Start of Data for this exercise
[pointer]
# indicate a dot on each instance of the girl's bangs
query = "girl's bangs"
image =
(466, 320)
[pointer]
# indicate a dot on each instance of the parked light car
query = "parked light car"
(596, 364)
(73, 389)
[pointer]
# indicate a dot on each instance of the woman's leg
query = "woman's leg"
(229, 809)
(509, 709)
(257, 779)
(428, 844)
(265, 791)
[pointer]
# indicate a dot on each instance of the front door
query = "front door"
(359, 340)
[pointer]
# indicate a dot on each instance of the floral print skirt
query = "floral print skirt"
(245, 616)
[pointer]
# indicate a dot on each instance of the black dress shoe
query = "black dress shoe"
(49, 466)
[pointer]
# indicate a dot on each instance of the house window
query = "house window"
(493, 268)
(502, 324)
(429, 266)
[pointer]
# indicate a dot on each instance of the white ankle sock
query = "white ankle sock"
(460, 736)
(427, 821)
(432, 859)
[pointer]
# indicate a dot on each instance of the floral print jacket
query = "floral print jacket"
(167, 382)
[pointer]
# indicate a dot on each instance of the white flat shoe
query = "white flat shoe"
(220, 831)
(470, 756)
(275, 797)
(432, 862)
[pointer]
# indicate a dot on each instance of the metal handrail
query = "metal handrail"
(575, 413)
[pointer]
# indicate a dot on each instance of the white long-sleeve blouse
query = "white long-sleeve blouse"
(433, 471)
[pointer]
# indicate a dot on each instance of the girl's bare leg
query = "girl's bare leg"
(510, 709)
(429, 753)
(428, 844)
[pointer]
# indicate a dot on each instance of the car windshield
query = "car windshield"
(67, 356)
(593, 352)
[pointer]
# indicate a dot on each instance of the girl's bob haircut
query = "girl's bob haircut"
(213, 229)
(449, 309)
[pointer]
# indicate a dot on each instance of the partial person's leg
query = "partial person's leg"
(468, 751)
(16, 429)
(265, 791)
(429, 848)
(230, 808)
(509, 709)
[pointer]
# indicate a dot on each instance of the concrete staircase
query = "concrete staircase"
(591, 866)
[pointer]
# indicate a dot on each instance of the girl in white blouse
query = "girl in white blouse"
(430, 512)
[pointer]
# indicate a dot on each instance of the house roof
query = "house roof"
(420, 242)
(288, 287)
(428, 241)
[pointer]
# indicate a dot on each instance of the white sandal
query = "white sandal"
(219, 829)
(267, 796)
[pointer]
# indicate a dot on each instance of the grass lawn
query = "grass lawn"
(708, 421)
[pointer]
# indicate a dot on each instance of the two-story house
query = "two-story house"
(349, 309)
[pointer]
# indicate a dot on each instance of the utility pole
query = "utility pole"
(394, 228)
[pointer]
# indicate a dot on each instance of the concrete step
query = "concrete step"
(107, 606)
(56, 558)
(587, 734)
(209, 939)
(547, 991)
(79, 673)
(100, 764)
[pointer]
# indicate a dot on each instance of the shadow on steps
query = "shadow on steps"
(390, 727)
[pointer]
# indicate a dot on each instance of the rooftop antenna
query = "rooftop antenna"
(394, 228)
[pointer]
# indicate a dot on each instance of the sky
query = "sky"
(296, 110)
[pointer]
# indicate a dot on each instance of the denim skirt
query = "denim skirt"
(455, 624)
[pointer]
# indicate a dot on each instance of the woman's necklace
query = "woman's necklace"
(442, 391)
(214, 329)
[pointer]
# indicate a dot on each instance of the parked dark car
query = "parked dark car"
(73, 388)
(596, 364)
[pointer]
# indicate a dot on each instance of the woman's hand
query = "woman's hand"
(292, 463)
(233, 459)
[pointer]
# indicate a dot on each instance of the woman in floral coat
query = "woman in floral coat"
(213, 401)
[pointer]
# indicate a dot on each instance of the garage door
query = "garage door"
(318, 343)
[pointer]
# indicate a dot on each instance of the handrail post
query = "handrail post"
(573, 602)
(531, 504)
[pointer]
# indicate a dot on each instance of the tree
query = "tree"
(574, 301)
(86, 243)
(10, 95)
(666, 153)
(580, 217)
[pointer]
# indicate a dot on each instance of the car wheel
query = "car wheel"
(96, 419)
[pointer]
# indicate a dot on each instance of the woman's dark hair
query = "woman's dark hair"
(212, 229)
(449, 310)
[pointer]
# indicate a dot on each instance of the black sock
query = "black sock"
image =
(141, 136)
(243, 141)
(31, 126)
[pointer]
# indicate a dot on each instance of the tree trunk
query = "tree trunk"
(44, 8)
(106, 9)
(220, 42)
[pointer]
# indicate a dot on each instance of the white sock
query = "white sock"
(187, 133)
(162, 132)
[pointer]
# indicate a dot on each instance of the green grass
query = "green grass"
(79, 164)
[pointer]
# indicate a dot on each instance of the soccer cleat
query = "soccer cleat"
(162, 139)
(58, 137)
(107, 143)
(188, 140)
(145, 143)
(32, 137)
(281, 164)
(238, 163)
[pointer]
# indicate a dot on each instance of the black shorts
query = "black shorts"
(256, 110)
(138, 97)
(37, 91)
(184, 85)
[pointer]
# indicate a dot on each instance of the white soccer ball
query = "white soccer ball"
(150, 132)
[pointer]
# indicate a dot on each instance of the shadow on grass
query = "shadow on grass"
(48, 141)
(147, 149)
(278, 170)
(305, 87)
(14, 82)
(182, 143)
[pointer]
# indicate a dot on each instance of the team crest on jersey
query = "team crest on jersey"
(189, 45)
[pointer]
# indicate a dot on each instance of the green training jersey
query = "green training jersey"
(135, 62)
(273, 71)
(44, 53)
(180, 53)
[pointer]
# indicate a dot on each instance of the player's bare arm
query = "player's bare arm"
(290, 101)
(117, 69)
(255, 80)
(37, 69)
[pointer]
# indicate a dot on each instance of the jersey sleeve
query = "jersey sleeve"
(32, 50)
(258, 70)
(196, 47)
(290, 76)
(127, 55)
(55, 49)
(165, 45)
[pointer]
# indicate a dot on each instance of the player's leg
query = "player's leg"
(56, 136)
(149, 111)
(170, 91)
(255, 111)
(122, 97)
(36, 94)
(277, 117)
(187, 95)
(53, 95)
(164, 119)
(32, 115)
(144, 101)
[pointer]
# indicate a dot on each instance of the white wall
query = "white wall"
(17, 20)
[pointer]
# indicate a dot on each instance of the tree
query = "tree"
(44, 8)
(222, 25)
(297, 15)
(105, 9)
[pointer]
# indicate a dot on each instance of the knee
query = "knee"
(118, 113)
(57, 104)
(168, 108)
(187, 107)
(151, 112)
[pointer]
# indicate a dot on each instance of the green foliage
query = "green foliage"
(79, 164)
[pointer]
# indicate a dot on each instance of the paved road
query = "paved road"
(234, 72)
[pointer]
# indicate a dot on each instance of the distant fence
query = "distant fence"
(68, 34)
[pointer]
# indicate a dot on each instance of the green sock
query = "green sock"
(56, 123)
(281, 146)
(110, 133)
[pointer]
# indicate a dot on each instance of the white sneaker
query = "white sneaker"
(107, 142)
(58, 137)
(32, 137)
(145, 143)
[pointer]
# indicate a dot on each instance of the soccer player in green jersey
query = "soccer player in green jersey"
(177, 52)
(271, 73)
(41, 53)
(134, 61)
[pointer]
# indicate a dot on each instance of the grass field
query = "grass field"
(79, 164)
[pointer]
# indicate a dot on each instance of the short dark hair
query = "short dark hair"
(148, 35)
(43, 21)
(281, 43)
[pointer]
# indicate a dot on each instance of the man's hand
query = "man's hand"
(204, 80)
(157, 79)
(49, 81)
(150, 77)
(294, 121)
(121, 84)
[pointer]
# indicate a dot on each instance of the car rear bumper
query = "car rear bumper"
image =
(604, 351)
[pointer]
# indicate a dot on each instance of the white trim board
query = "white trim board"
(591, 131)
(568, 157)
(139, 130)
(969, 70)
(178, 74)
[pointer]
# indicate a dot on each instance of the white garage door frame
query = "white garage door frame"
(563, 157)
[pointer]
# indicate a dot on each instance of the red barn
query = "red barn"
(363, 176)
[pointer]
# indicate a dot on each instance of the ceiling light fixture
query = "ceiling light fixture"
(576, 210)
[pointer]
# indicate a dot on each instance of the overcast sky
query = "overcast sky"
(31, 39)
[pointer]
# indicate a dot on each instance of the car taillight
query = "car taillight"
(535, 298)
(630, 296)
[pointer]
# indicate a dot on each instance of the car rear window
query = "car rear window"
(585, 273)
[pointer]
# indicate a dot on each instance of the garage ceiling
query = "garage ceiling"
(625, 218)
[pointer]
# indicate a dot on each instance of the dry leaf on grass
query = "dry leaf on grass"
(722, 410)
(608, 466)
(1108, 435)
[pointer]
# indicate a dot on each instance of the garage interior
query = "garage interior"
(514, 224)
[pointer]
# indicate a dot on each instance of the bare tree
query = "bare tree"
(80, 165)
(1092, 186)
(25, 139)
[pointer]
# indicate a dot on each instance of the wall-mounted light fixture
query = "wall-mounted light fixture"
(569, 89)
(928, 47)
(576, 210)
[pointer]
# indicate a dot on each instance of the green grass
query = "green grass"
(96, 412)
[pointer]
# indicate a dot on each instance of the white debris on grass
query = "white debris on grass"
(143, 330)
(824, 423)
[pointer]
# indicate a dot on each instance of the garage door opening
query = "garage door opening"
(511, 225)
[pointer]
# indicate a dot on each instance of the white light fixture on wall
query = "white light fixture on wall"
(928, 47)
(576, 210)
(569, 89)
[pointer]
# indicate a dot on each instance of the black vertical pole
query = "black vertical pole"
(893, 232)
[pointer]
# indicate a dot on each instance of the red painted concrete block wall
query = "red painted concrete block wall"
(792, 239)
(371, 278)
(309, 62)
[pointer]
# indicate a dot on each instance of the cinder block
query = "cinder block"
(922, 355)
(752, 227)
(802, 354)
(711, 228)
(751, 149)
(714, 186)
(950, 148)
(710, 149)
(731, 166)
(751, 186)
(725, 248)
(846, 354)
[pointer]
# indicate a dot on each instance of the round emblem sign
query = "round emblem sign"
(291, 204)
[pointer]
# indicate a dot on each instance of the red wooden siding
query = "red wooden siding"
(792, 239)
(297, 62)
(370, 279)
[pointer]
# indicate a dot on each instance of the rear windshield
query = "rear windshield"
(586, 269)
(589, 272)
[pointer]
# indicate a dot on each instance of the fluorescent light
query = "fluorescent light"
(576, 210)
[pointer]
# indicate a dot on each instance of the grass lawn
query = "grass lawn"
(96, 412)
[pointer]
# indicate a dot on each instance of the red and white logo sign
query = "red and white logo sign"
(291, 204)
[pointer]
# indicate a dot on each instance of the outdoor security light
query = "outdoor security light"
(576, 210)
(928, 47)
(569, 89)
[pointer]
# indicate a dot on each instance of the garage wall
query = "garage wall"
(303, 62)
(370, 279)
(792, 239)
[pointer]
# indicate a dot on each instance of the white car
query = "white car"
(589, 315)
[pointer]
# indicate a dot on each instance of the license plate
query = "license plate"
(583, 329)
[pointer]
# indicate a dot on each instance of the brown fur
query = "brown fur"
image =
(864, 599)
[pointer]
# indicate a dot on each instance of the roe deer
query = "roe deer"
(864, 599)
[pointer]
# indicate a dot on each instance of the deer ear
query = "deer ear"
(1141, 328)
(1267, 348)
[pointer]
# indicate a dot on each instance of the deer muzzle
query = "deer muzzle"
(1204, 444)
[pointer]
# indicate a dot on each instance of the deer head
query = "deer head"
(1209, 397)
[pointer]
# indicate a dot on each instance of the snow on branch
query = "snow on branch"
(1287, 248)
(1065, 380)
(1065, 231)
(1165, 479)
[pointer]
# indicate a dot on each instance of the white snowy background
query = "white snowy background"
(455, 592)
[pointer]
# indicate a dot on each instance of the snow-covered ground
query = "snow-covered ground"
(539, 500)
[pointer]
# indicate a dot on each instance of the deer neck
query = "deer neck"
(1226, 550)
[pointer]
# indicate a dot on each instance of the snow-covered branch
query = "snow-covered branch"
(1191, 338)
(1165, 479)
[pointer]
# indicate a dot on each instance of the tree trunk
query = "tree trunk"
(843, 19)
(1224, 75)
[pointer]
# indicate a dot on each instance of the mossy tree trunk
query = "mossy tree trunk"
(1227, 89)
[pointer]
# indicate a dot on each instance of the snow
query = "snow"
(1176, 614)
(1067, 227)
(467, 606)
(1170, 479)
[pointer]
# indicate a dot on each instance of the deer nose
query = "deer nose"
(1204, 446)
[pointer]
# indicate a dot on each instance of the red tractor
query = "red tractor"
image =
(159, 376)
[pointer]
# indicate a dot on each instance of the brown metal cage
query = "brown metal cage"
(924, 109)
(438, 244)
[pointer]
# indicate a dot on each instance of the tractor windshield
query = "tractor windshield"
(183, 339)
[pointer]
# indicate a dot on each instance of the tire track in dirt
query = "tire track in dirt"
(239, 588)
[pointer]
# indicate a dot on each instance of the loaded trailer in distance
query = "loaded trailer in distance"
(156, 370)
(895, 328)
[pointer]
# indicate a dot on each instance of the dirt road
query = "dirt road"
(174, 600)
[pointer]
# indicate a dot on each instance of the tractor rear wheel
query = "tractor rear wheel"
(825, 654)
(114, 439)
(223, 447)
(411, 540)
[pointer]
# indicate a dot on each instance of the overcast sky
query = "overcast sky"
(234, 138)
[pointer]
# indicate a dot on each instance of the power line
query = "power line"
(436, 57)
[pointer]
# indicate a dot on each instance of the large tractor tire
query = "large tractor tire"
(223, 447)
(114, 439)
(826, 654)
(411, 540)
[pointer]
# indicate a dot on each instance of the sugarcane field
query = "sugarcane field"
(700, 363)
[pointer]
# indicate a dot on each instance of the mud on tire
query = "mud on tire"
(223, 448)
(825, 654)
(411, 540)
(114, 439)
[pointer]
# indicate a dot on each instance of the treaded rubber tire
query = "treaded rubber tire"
End of Data for this exercise
**Exercise objective**
Using the entries above, return each line in which the word "treaded" occurs.

**Your solution**
# indicate a dot on each instance of the treaded rubber tire
query = "treaded rubber tire"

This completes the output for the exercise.